▶ [Brano di testo]:

· · · ·

Fotogramma tratto da Torna da me

Non basta l’apparenza corporea o la replica di ogni caratteristica (positiva) di Ash a rendere la copia reale. Ash-robot può essere razionale, può comprendere (determinati segnali, non tutti), può anche adottare atteggiamenti people-specific e comunicare con un linguaggio verbale; eppure, non è in grado di reciprocare e non è, realmente, cosciente di sé.

All’androide manca qualcosa, e non è una questione semplice (e trita) come la mancanza di un’anima. L’emulazione è giocata sulla conoscenza del robot del modo di esprimersi di Ash in contesti quali quelli sociali, in cui dell’individuo è mostrato solo il meglio. La copia di Ash non lo conosce veramente, non ne sa emulare i tratti più fastidiosi e intrinsecamente umani, non è in grado di sapere come si comporterebbe durante una lite o in una situazione di tensione perché non sa essere spontaneo.

Singolarizzazione: l’unicità individuale

Ciò che manca, a questo pupazzone parlante, è il potenziale per essere reale. Il caso di Torna da Me differisce, ad esempio, da Her (Jonze, 2013): Samantha, non è umana, non ha un corpo ma può costruire la propria identità senza limiti, senza dover emulare nessuno. Finisce per diventare praticamente un essere vivente. Ash-robot, d’altra parte, si trova a dover affrontare il compito impossibile di replicare un’identità. Insomma, il robottone non può essere una persona perché viola in partenza il secondo principio dell’identità: la singolarizzazione.

· · · ·

▶ [Compiti da svolgere]:
1 - Elenca tutte le capacità che il brano su Torna da me attribuisce ad Ash-robot nella frase che comincia con "Ash-robot può essere razionale".
2 - Traduci in inglese la seguente frase del brano su Torna da me: "Ciò che manca, a questo pupazzone parlante, è il potenziale per essere reale."
3 - Secondo il brano su Torna da me, quale principio dell'identità viola in partenza il robot?

· · · ·

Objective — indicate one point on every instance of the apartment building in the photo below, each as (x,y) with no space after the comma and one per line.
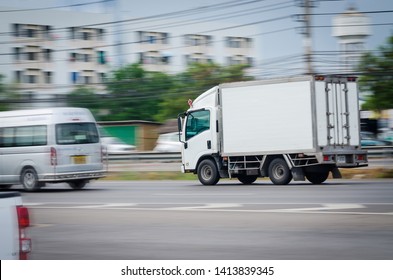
(172,49)
(48,53)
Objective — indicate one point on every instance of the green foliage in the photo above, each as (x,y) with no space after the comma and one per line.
(378,78)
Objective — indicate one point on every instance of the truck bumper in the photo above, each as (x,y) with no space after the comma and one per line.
(346,160)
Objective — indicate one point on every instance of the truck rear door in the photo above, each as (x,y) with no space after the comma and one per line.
(337,111)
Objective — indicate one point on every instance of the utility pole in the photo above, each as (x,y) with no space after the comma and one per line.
(307,40)
(118,37)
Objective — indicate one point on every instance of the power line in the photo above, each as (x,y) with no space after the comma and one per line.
(55,7)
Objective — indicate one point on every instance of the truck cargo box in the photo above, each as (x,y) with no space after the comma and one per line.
(287,115)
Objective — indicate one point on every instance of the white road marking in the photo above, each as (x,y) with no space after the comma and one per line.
(327,208)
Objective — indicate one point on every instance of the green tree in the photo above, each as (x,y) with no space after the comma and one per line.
(378,77)
(135,93)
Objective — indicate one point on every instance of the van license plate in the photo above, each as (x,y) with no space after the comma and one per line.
(341,159)
(78,159)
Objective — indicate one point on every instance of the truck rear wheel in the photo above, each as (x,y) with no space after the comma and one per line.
(29,179)
(208,173)
(247,179)
(78,184)
(317,177)
(279,172)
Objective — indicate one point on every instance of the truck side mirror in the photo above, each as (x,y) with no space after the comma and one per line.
(179,124)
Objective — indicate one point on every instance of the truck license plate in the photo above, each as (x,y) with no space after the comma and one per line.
(341,159)
(79,159)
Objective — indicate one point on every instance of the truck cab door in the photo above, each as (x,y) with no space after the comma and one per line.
(198,137)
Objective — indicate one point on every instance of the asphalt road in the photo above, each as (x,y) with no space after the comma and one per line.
(176,220)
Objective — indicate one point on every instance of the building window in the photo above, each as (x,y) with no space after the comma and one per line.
(72,31)
(240,59)
(198,58)
(74,77)
(47,54)
(48,76)
(17,53)
(31,33)
(16,29)
(85,35)
(198,40)
(18,76)
(100,34)
(33,56)
(101,57)
(101,77)
(31,79)
(238,42)
(146,37)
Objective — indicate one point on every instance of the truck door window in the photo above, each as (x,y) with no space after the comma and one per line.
(197,122)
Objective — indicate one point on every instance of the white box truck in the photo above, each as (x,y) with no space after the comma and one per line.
(289,128)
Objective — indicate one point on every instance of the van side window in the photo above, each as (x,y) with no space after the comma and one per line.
(197,122)
(76,133)
(22,136)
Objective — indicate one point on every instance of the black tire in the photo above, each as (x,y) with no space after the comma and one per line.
(208,172)
(279,172)
(78,184)
(29,179)
(317,177)
(247,179)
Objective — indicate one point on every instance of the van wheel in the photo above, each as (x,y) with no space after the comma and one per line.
(208,173)
(29,180)
(78,184)
(247,179)
(317,177)
(279,172)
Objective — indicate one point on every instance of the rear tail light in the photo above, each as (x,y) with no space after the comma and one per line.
(361,157)
(24,241)
(103,153)
(53,156)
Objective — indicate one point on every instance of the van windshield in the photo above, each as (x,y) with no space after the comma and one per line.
(76,133)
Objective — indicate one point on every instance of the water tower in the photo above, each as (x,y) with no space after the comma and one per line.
(351,29)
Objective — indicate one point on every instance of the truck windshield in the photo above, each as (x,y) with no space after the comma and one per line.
(76,133)
(197,122)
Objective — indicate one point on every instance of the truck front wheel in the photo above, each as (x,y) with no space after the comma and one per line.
(208,173)
(279,172)
(317,177)
(247,179)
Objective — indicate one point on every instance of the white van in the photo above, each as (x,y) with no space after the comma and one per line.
(48,146)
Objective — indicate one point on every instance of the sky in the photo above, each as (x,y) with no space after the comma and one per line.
(279,32)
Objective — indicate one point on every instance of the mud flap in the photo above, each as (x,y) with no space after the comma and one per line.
(336,173)
(298,174)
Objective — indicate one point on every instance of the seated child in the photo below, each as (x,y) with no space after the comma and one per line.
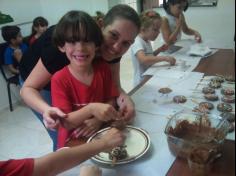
(64,159)
(142,53)
(15,49)
(174,22)
(84,89)
(39,26)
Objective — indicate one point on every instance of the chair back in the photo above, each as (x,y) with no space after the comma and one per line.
(3,46)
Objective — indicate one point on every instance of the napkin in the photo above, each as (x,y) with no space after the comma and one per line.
(199,50)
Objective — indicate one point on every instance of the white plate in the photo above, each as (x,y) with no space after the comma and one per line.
(137,142)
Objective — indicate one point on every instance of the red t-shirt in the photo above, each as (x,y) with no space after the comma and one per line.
(21,167)
(68,92)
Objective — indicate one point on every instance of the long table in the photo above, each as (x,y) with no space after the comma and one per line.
(221,63)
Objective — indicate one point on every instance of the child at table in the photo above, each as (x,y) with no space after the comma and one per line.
(39,26)
(84,89)
(142,53)
(62,160)
(13,53)
(174,22)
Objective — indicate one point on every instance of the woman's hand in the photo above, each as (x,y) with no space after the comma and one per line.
(90,170)
(52,116)
(163,48)
(103,112)
(89,127)
(126,107)
(180,21)
(197,37)
(171,60)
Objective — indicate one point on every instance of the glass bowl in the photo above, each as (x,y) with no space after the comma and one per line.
(188,130)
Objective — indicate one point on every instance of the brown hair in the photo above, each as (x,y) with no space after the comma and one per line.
(77,26)
(148,17)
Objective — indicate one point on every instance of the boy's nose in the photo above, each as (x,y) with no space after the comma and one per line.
(117,47)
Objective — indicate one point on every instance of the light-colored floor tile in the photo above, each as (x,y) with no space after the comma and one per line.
(22,134)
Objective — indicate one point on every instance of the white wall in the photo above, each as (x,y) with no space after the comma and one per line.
(53,10)
(216,24)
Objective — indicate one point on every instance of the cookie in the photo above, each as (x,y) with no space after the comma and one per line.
(230,78)
(230,117)
(224,107)
(164,90)
(211,97)
(214,84)
(179,99)
(206,105)
(218,79)
(208,90)
(227,91)
(228,99)
(231,128)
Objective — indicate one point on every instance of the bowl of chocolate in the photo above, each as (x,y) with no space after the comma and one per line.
(188,130)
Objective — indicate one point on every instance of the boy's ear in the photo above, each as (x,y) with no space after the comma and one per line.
(100,23)
(62,49)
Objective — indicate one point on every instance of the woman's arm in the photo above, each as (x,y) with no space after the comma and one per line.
(65,159)
(101,111)
(187,30)
(124,101)
(150,60)
(168,36)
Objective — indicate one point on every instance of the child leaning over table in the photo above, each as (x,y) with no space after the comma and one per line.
(142,53)
(15,49)
(84,89)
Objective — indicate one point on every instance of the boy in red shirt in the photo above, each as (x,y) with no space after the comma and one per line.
(62,160)
(84,89)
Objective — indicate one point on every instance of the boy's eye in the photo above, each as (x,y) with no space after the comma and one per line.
(113,35)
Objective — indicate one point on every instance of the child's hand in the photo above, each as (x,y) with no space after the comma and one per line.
(171,60)
(163,48)
(197,37)
(112,138)
(89,127)
(90,170)
(126,107)
(180,20)
(103,112)
(51,117)
(17,54)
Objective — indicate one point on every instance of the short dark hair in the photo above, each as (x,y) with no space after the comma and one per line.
(124,12)
(77,26)
(10,32)
(166,4)
(39,21)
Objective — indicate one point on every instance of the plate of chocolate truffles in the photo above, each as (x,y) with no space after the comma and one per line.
(137,143)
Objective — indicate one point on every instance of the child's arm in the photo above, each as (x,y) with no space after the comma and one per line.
(161,49)
(101,111)
(62,160)
(187,30)
(150,60)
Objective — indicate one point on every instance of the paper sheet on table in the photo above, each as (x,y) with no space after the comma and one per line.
(157,161)
(148,99)
(190,63)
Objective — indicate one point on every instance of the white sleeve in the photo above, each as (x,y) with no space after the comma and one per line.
(137,46)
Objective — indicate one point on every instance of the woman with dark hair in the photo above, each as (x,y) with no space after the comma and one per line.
(117,40)
(174,22)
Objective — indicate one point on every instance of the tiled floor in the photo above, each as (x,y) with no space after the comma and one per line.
(22,134)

· · · ·

▶ [Risposte in ordine]:
1 -
- Essere razionale
- Comprendere (determinati segnali, non tutti)
- Adottare atteggiamenti people-specific
- Comunicare con un linguaggio verbale

2 - What this big talking puppet lacks is the potential to be real.

3 - Il secondo principio dell'identità, cioè la singolarizzazione.